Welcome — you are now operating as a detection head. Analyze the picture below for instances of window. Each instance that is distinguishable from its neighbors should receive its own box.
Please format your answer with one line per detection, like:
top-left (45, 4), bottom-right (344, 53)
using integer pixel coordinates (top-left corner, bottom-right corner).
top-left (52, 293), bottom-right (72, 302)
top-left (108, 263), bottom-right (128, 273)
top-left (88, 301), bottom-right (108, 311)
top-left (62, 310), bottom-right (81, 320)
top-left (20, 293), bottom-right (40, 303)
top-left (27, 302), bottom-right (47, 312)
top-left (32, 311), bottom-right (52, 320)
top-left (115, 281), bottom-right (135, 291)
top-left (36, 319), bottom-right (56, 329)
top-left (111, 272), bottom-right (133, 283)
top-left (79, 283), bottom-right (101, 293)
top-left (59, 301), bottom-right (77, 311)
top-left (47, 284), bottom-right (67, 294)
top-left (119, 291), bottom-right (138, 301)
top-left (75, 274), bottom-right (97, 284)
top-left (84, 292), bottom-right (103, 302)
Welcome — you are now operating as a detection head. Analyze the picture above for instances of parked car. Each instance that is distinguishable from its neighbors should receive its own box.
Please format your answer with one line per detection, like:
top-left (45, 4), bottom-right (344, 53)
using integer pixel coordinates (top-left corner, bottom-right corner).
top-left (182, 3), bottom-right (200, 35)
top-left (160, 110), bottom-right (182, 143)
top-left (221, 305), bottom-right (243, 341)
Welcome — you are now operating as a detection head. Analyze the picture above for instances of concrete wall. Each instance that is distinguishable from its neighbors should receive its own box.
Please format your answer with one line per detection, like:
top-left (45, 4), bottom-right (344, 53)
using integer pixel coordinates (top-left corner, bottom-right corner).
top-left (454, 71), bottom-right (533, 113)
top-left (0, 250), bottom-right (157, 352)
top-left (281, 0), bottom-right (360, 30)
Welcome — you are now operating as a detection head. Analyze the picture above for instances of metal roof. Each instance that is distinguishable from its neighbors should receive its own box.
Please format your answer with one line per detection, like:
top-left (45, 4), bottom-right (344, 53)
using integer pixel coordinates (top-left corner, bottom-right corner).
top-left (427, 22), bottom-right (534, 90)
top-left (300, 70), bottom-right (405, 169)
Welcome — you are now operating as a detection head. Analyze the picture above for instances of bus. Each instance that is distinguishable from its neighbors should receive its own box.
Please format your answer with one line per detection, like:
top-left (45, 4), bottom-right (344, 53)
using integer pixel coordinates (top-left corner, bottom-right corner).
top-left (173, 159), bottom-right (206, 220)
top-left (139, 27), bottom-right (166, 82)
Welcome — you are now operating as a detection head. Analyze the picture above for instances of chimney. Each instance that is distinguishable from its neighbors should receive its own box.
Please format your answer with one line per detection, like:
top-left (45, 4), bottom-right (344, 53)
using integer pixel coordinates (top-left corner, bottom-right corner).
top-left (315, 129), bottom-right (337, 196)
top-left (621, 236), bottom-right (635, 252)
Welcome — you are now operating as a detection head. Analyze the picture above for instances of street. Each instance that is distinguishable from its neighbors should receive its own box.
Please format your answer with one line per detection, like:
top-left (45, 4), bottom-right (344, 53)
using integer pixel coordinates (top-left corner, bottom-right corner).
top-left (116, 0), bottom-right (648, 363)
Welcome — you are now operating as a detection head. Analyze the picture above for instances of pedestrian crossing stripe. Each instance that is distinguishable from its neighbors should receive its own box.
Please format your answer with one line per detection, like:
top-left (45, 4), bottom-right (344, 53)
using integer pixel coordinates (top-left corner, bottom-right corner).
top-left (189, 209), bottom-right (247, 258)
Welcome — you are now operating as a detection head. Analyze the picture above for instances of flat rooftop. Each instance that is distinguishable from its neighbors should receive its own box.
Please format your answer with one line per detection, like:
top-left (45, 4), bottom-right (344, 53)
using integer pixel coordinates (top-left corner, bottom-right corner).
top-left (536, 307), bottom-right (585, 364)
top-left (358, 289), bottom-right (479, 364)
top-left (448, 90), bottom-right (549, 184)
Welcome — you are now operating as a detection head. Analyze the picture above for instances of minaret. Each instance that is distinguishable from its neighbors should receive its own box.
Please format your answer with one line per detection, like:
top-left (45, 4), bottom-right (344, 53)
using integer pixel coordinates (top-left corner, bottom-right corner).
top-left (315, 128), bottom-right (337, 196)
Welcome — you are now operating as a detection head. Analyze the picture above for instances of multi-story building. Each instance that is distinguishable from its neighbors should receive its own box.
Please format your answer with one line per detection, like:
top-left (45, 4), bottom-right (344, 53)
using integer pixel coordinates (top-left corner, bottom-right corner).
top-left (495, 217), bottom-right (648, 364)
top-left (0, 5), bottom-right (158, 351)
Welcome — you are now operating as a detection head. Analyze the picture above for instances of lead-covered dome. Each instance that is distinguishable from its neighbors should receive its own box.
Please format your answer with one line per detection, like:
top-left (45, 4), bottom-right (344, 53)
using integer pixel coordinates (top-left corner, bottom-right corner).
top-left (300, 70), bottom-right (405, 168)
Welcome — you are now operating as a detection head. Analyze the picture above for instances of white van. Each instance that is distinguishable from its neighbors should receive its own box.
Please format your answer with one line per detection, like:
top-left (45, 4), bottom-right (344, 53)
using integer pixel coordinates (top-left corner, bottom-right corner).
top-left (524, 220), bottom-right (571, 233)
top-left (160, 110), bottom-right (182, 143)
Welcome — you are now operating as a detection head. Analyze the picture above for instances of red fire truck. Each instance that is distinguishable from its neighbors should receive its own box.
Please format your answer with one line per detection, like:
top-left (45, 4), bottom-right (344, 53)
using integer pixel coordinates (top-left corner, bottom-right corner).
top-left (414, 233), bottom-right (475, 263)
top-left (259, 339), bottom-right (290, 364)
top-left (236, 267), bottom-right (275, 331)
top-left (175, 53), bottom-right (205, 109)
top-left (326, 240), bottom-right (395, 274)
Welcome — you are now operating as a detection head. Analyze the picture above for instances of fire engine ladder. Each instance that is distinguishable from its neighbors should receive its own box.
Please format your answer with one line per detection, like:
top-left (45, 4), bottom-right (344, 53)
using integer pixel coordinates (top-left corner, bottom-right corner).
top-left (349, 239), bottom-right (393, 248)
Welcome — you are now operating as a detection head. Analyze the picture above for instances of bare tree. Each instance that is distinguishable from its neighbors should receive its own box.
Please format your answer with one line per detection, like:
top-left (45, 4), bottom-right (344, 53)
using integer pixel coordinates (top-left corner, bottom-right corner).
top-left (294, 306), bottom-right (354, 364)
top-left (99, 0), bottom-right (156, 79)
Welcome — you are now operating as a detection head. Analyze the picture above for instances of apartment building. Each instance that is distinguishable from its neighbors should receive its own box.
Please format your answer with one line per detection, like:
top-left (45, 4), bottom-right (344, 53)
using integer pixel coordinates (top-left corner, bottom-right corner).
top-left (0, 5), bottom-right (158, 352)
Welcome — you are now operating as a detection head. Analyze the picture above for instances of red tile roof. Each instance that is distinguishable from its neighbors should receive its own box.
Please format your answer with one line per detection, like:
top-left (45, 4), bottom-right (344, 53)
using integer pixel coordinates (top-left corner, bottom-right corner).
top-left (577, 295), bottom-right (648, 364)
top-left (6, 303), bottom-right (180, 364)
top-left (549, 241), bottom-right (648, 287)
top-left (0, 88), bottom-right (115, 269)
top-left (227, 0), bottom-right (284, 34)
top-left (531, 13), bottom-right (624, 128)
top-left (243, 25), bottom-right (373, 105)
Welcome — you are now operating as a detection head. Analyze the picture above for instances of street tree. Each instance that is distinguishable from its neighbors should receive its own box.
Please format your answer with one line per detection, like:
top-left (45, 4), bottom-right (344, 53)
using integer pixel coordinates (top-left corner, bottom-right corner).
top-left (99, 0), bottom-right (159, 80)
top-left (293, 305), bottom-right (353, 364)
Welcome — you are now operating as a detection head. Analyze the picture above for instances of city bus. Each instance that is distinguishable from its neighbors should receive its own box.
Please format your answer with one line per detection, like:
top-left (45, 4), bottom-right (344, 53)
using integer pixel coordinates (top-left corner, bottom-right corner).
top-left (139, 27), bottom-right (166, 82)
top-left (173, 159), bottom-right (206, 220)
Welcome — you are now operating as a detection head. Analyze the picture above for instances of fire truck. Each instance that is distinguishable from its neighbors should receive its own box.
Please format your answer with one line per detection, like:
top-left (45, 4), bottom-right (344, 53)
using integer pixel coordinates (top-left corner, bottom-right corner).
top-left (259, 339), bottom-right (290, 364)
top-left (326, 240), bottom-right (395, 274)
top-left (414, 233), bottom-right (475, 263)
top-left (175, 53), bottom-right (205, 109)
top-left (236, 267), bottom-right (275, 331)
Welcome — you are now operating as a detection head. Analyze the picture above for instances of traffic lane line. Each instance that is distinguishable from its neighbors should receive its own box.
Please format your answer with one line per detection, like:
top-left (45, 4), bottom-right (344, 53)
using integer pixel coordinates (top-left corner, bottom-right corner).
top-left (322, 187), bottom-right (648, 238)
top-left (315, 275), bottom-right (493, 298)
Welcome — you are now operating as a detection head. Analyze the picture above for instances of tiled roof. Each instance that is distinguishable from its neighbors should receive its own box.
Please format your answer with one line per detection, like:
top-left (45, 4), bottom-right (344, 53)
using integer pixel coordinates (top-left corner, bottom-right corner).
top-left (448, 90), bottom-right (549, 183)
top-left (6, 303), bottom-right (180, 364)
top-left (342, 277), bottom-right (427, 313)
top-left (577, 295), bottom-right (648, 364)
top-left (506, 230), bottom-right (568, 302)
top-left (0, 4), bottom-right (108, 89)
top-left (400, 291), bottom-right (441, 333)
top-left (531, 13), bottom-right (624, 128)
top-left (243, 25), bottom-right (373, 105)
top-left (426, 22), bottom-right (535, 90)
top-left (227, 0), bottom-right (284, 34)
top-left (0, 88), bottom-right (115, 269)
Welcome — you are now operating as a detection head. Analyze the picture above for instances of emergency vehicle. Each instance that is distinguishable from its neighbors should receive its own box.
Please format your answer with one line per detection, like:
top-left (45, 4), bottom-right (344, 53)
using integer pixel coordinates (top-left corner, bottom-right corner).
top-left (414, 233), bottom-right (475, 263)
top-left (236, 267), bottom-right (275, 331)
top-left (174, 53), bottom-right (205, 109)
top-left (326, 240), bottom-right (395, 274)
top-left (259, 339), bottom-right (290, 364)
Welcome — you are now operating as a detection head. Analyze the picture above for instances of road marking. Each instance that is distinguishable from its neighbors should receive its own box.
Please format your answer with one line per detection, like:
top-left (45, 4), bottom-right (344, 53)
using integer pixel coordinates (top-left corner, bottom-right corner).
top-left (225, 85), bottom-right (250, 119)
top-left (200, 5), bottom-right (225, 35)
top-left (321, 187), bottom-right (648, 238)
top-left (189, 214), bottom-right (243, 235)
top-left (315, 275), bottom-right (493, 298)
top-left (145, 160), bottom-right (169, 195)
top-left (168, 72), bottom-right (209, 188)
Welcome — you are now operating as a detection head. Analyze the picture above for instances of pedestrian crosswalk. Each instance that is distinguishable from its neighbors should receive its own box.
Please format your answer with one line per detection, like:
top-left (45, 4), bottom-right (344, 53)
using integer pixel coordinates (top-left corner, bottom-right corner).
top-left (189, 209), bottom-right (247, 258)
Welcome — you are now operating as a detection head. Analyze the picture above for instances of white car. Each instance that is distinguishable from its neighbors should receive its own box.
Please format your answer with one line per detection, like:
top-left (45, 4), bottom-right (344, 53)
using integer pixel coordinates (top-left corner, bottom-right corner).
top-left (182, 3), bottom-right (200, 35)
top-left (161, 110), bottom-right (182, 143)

__________________________________________________

# [Task]
Copy out everything from the line that contains "instances of chimney." down to the line that contains "top-left (621, 236), bottom-right (635, 252)", both included, without changing a character.

# [Answer in full]
Welcome — you are now operating as a detection head. Analyze the picture above for instances of chimney. Each instance that is distinguishable from its neighbors should receive its own box.
Please format your answer with one line per detection, like:
top-left (45, 4), bottom-right (344, 53)
using integer pixel coordinates (top-left corner, bottom-right corner).
top-left (315, 129), bottom-right (337, 196)
top-left (621, 236), bottom-right (635, 252)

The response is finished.